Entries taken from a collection
-- Opening Marker --

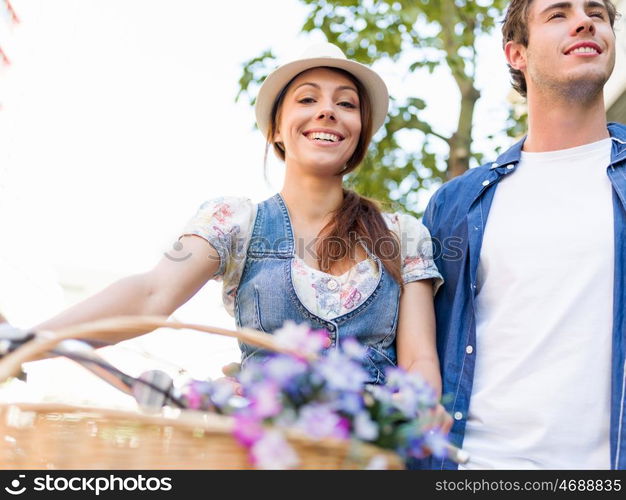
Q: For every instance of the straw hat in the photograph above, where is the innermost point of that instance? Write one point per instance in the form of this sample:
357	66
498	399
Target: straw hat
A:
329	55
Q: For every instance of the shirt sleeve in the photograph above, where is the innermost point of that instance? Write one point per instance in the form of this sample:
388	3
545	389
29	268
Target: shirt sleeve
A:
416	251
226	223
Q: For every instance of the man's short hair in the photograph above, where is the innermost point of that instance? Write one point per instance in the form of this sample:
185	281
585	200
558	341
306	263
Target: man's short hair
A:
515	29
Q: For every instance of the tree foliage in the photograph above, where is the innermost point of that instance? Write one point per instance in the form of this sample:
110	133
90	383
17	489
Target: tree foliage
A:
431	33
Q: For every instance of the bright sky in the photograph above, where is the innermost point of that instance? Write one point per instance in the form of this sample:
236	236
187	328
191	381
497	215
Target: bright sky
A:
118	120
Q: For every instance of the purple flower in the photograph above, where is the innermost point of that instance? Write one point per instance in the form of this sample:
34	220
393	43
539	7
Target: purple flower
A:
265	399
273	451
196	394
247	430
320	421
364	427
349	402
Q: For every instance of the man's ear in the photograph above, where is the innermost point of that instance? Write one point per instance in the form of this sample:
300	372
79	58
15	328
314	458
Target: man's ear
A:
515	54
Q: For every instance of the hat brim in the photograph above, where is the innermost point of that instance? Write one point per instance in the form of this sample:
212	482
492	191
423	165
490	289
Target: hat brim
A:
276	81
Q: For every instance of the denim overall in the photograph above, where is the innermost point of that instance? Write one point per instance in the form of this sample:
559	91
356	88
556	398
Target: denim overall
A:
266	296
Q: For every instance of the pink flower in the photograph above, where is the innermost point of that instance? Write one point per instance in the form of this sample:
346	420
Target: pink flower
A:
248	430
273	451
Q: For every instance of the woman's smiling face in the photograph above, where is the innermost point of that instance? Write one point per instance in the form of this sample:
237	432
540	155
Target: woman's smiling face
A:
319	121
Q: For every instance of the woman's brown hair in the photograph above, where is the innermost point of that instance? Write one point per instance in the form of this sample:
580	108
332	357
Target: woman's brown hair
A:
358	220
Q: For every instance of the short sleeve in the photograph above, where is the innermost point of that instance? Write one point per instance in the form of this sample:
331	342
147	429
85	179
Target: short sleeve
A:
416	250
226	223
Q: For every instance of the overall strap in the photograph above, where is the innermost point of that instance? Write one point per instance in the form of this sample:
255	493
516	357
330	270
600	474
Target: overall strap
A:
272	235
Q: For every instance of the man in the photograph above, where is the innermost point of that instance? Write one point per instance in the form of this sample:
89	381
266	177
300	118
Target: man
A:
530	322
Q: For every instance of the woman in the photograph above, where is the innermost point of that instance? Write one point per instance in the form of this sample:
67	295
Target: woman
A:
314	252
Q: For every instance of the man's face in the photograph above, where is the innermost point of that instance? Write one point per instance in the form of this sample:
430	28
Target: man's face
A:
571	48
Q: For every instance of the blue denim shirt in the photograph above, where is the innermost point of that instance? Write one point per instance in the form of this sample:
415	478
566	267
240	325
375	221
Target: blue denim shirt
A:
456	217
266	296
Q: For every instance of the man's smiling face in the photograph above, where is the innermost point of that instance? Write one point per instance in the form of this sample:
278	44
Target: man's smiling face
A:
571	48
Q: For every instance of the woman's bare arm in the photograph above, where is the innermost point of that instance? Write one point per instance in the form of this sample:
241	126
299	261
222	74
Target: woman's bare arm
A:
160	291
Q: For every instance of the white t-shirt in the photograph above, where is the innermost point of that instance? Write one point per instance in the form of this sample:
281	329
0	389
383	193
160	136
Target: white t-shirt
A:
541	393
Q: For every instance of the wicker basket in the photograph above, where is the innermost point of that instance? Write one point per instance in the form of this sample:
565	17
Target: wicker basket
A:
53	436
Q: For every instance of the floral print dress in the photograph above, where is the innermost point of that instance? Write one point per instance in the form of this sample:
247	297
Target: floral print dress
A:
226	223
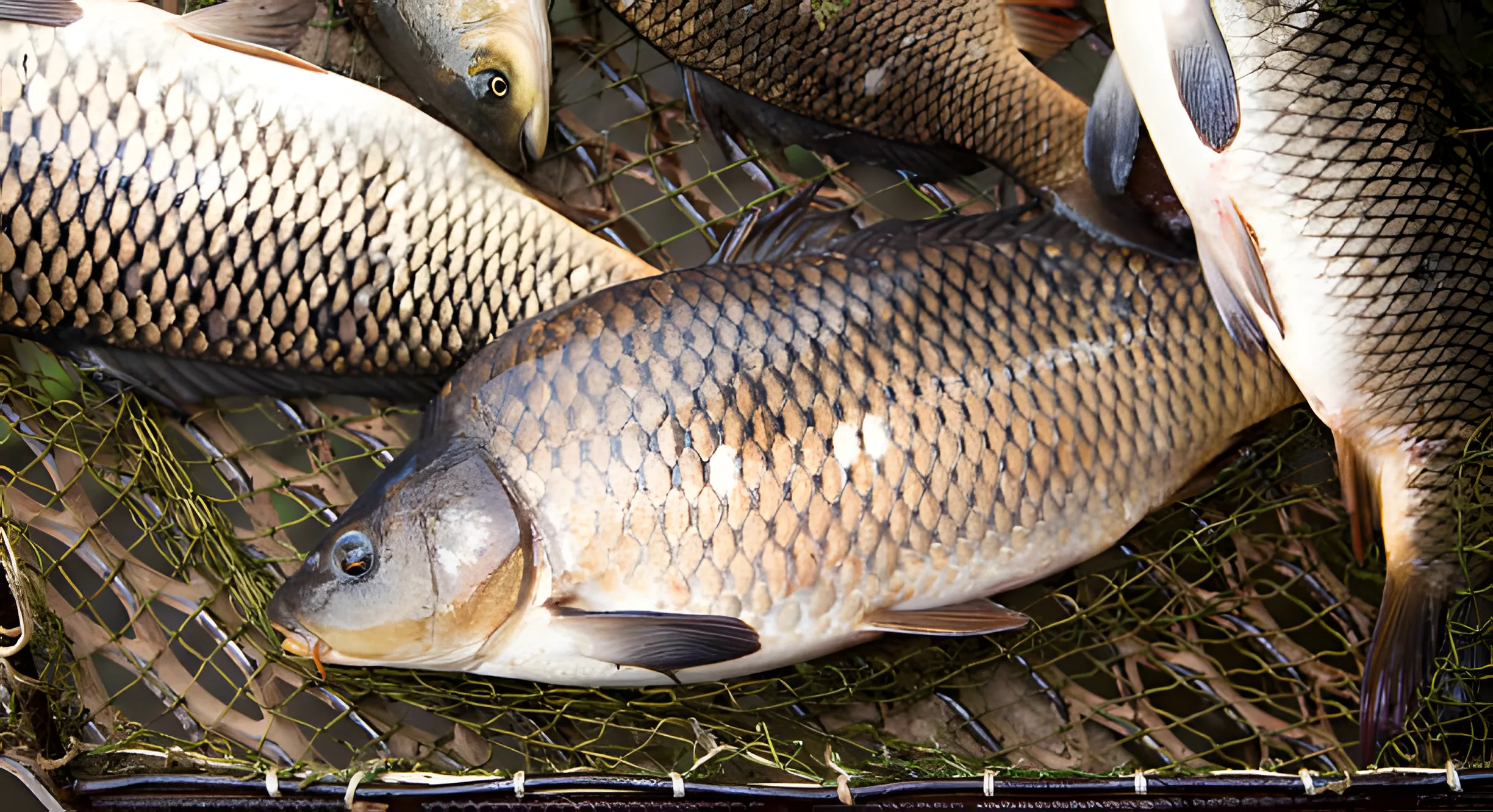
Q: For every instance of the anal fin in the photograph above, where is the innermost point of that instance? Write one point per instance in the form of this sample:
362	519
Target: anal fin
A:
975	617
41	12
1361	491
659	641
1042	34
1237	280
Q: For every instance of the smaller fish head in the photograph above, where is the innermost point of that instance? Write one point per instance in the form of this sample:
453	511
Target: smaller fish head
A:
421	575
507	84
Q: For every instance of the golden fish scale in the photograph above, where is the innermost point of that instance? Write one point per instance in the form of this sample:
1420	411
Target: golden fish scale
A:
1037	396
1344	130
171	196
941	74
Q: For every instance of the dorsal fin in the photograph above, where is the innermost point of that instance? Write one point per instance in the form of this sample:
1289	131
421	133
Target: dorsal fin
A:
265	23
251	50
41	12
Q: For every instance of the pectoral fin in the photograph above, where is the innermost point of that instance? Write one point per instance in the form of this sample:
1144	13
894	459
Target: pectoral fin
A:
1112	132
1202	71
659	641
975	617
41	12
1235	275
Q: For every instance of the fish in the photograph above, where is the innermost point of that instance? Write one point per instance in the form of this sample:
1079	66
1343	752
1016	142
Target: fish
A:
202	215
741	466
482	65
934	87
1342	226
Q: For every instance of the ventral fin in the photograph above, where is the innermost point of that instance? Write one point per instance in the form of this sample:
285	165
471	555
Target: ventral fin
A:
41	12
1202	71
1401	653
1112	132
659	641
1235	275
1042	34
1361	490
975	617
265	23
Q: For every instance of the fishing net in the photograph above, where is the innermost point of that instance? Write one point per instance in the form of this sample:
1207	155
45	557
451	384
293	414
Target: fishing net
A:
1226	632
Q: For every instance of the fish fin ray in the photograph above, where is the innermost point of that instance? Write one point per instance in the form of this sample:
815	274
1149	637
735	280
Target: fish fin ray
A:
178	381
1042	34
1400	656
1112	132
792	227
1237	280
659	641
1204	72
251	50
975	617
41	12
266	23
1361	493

-- Closing Marker --
-- Opening Marker --

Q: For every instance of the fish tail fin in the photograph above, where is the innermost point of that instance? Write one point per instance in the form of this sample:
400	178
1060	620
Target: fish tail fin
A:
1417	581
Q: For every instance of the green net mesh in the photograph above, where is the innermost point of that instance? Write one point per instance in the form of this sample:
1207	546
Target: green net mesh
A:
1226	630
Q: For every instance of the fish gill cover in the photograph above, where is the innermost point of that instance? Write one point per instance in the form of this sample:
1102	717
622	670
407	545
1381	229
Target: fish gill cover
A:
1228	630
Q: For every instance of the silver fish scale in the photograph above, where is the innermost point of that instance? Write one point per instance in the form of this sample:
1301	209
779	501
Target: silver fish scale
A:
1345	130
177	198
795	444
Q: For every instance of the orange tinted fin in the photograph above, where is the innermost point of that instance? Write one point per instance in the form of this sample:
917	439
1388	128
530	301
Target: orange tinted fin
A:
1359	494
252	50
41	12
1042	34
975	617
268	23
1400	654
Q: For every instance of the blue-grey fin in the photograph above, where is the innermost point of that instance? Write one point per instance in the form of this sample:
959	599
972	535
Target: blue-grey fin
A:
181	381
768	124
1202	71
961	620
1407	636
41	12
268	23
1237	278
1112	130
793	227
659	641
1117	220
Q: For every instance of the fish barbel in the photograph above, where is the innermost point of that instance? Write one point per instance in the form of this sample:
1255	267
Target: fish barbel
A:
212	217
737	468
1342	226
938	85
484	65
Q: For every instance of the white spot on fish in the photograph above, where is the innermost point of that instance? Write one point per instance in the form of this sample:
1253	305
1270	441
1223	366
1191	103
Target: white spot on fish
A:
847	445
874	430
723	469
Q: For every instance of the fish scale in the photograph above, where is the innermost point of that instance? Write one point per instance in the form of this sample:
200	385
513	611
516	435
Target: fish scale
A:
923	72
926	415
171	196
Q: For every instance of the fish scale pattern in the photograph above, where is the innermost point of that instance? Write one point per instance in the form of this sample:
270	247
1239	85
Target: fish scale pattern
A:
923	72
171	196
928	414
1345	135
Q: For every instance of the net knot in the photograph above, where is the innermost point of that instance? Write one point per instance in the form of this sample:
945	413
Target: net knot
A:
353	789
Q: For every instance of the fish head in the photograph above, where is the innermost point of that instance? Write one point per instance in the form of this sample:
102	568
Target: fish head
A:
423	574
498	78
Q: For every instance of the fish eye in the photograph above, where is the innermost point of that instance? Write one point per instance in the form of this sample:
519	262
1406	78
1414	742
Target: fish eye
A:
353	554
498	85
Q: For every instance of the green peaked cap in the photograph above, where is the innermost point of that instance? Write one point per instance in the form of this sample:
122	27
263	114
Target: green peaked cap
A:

-- Closing Marker --

Exercise requirements: Taking the entries above, write out exactly the lines starting with the line containing "Target: silver fish scale" and going on through the line containing "Target: orange tinted fin", both included, and nothing else.

Final answer:
Target: silver fish scale
A:
1345	130
177	198
795	444
Q: For every instance of the orange tinted fin in the photograph above, where is the innermost point of that instance? Write one point per instance in the form of this sample:
917	439
1388	128
530	301
Target: orange tinted fin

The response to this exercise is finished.